■ Written request
Would you extract the whole listing below and retype it exactly?

"""

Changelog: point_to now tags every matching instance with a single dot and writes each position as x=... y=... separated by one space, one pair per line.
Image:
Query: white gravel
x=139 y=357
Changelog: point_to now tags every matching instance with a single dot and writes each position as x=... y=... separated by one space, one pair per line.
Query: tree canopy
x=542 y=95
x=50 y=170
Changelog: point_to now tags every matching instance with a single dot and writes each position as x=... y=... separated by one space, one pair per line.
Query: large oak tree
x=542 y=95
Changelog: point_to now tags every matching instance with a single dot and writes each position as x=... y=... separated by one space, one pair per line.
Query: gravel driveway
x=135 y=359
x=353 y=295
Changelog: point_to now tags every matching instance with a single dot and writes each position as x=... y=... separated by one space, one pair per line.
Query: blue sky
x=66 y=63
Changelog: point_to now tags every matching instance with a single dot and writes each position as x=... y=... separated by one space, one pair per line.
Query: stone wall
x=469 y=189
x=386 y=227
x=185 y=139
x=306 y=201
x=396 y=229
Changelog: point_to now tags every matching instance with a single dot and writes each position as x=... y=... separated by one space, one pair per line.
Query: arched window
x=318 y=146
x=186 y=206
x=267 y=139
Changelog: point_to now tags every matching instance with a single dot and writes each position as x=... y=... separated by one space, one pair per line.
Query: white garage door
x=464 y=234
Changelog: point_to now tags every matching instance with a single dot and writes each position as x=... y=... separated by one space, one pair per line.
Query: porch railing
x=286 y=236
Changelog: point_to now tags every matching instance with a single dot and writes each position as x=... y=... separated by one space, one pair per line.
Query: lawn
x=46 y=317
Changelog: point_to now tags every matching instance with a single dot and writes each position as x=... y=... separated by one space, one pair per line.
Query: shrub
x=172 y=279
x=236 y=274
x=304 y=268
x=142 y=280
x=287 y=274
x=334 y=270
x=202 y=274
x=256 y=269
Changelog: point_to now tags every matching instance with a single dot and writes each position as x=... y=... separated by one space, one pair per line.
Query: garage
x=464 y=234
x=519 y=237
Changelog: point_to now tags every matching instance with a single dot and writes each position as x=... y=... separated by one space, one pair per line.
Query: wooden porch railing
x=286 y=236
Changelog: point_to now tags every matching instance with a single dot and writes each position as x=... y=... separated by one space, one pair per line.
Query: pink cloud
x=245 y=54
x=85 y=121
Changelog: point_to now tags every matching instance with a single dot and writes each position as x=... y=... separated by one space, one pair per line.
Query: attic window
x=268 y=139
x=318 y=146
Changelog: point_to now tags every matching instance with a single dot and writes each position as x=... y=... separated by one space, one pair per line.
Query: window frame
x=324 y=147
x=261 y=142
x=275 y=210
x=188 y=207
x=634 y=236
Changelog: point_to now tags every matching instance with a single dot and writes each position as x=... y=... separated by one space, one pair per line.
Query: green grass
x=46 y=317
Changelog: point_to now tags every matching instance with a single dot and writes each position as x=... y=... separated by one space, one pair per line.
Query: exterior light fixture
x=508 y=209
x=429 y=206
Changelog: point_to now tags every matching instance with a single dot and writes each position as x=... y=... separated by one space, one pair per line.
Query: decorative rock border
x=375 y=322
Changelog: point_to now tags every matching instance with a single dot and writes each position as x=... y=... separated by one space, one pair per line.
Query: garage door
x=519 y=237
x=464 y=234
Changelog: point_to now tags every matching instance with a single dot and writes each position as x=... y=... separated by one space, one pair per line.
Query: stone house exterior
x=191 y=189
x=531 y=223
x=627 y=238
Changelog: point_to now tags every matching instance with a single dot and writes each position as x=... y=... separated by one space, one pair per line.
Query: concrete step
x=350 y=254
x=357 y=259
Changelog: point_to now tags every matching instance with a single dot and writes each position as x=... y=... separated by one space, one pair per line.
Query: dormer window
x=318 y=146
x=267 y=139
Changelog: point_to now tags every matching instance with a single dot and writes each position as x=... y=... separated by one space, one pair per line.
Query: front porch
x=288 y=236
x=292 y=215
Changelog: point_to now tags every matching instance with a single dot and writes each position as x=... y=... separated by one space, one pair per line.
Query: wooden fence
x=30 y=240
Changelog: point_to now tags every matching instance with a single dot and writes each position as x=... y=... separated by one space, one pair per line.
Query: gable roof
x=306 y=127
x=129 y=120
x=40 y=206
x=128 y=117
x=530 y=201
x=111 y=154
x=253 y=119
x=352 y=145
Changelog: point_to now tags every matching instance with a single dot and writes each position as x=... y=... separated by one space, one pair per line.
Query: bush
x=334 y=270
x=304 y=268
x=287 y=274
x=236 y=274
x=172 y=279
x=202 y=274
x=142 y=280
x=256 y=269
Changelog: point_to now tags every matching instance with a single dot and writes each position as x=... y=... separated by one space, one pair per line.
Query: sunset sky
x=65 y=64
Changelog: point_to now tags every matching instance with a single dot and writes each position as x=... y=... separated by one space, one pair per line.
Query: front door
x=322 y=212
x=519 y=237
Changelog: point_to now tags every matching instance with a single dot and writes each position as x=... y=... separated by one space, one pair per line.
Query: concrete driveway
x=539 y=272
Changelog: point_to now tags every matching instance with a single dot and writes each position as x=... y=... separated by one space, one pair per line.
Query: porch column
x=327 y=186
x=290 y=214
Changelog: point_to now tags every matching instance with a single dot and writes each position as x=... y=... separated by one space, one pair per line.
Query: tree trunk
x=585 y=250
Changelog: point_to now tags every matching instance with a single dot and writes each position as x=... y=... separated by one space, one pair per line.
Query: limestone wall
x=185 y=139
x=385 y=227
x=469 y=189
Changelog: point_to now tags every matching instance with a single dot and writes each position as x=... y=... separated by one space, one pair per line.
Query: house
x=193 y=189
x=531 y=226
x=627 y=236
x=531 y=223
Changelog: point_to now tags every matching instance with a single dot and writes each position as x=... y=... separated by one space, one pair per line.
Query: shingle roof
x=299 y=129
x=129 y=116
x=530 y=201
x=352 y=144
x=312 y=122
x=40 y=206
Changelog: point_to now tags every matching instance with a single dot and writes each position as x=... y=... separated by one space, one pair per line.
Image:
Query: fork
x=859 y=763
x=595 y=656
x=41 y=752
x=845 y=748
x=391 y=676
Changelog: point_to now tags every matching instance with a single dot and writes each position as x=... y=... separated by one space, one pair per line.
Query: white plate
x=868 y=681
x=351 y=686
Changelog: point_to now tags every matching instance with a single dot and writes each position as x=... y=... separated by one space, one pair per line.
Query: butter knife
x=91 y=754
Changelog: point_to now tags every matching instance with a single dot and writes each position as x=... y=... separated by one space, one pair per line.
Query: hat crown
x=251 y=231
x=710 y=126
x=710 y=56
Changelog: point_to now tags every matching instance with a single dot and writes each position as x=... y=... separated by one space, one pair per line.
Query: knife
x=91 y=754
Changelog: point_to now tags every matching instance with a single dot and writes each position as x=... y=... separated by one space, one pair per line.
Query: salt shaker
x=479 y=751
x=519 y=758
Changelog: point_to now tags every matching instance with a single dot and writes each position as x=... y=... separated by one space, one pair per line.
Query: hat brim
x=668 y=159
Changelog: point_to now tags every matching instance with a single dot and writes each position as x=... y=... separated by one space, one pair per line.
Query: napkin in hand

"""

■ Answer to the task
Changelog: point_to now tags every matching instance with a single dot and writes each position as x=... y=... separated by one space, one pair per line.
Image:
Query: white gravel
x=139 y=357
Changelog: point_to now tags every matching instance with a single dot and writes each position as x=... y=... separated by one space, one pair per line.
Query: tree canopy
x=542 y=95
x=50 y=170
Changelog: point_to now tags every matching instance with a single dot and writes each position as x=... y=... separated by one space, one pair per line.
Query: large oak tree
x=542 y=95
Changelog: point_to now tags every matching instance with a single dot and writes each position as x=... y=... separated by one space, one pair per line.
Query: gravel driveway
x=135 y=359
x=353 y=295
Changelog: point_to now tags every matching instance with a single dot and writes each position as x=... y=... separated by one space, one pair per line.
Query: blue sky
x=66 y=63
Changelog: point_to now tags every matching instance with a single dot and writes each position as x=... y=... separated by one space, one pair per line.
Query: stone wall
x=469 y=189
x=386 y=227
x=185 y=139
x=306 y=201
x=396 y=229
Changelog: point_to now tags every matching instance with a single dot and writes each position as x=... y=... separated by one space, one pair per line.
Query: arched window
x=318 y=146
x=186 y=206
x=267 y=139
Changelog: point_to now tags every matching instance with a single dot and writes each position as x=... y=... separated by one space, one pair per line.
Query: white garage door
x=464 y=234
Changelog: point_to now tags every matching instance with a single dot and writes each position as x=... y=... separated by one space, one pair per line.
Query: porch railing
x=286 y=236
Changelog: point_to now tags every matching instance with a single dot and writes each position as x=... y=... separated by one space, one pair per line.
Query: lawn
x=46 y=317
Changelog: point_to now tags every matching instance with a single dot and writes each position as x=... y=... separated by one space, one pair per line.
Query: shrub
x=172 y=279
x=236 y=274
x=304 y=268
x=142 y=280
x=287 y=274
x=334 y=270
x=202 y=274
x=256 y=269
Changelog: point_to now tags every matching instance with a single dot and writes each position as x=... y=... separated by one space, one pair per line.
Query: garage
x=464 y=234
x=519 y=237
Changelog: point_to now tags every matching instance with a single dot and writes each position as x=... y=... separated by one space, one pair per line.
Query: wooden porch railing
x=286 y=236
Changelog: point_to now tags every matching instance with a single dot and writes each position as x=... y=... separated by one space, one pair per line.
Query: pink cloud
x=245 y=54
x=85 y=121
Changelog: point_to now tags every matching instance with a single dot and writes each position as x=... y=... separated by one space, one pair per line.
Query: attic window
x=268 y=139
x=318 y=146
Changelog: point_to now tags every matching instance with a single dot and writes each position as x=... y=... separated by one space, one pair per line.
Query: window frame
x=324 y=147
x=261 y=142
x=275 y=210
x=188 y=207
x=634 y=236
Changelog: point_to now tags every matching instance with a single dot and writes each position as x=... y=... separated by one space, one pair per line.
Query: green grass
x=46 y=317
Changelog: point_to now tags every matching instance with a single dot and writes each position as x=... y=... separated by one space, one pair per line.
Query: exterior light fixture
x=508 y=209
x=429 y=206
Changelog: point_to now tags every matching instance with a single dot and writes each position as x=... y=... separated by one space, one pair per line.
Query: decorative rock border
x=375 y=322
Changelog: point_to now tags every matching instance with a single dot and writes each position as x=... y=... separated by one space, one pair per line.
Query: garage door
x=519 y=237
x=464 y=234
Changelog: point_to now tags every matching instance with a single dot and writes each position as x=... y=... separated by one space, one pair per line.
Query: stone house exterior
x=191 y=189
x=531 y=223
x=627 y=238
Changelog: point_to now tags every matching instance with a single dot and writes each position as x=... y=... separated by one space, one pair per line.
Query: concrete step
x=350 y=254
x=357 y=259
Changelog: point_to now tags every matching instance with a single dot and writes each position as x=... y=... separated by one space, one pair per line.
Query: dormer window
x=318 y=146
x=267 y=139
Changelog: point_to now tags every matching instance with a single dot and writes each position as x=... y=... separated by one space, one pair per line.
Query: front porch
x=288 y=236
x=292 y=215
Changelog: point_to now tags every matching instance with a single dot and writes each position as x=... y=... separated by one space, one pair per line.
Query: wooden fence
x=30 y=240
Changelog: point_to now tags every matching instance with a single dot and writes each position as x=... y=... separated by one space, one pair per line.
Query: gable roof
x=306 y=127
x=129 y=120
x=40 y=206
x=128 y=117
x=530 y=201
x=111 y=154
x=253 y=119
x=352 y=145
Changelog: point_to now tags every matching instance with a single dot and writes each position as x=... y=... separated by one space, one pair per line.
Query: bush
x=334 y=270
x=304 y=268
x=287 y=274
x=236 y=274
x=172 y=279
x=202 y=274
x=142 y=280
x=256 y=269
Changelog: point_to now tags every matching instance with a single dot and writes each position as x=... y=... separated by one space, one pair per line.
Query: sunset sky
x=65 y=64
Changelog: point_to now tags every matching instance with a single dot and writes each position as x=... y=... separated by one space, one pair per line.
Query: front door
x=322 y=212
x=519 y=237
Changelog: point_to now tags every matching instance with a single dot and writes each position as x=... y=... separated by one space, one pair per line.
Query: concrete driveway
x=539 y=272
Changelog: point_to now tags every matching instance with a single dot and writes each position as x=... y=... separated by one space, one pair per line.
Query: porch column
x=327 y=186
x=290 y=214
Changelog: point_to now tags every matching instance with a single dot and writes each position as x=... y=... separated by one space, one pair per line.
Query: tree trunk
x=585 y=250
Changelog: point_to now tags every matching instance with a single dot and writes each position as x=... y=... separated by one space, one pair per line.
Query: limestone wall
x=185 y=139
x=385 y=227
x=469 y=189
Changelog: point_to now tags every matching instance with a single dot and writes each position as x=... y=... separated by one space, one pair per line.
Query: house
x=193 y=189
x=531 y=226
x=627 y=236
x=531 y=223
Changelog: point_to now tags every matching instance with a single dot and writes each position as x=... y=... separated by one space, one pair per line.
Query: shingle roof
x=299 y=129
x=129 y=116
x=530 y=201
x=352 y=144
x=312 y=122
x=40 y=206
Changelog: point_to now tags every matching instance with a single dot and writes each position as x=... y=... separated by one space, one pair per line.
Image:
Query: fork
x=859 y=763
x=595 y=656
x=41 y=752
x=845 y=748
x=391 y=676
Changelog: point_to now tags every matching instance with a single dot and writes each position as x=... y=... separated by one space, one pair per line.
Query: white plate
x=868 y=681
x=351 y=686
Changelog: point_to now tags every matching instance with a single dot and writes each position as x=... y=... separated by one space, one pair per line.
Query: butter knife
x=91 y=754
Changelog: point_to now tags every matching instance with a single dot and writes each position as x=... y=... separated by one space, one pair per line.
Query: hat crown
x=251 y=231
x=710 y=126
x=710 y=56
Changelog: point_to now tags every matching instance with a single dot and writes each position as x=... y=... separated by one space, one pair per line.
Query: knife
x=91 y=754
Changelog: point_to now tags every matching instance with a single dot and writes each position as x=... y=... separated by one space, one pair per line.
Query: salt shaker
x=479 y=751
x=519 y=758
Changelog: point_to now tags every matching instance with a single dot and writes each position as x=... y=... separated by one space, one pair per line.
Query: hat brim
x=668 y=159
Changelog: point_to now tags every matching instance with a single dot and writes each position as x=... y=... separated by one space, one pair per line.
Query: napkin in hand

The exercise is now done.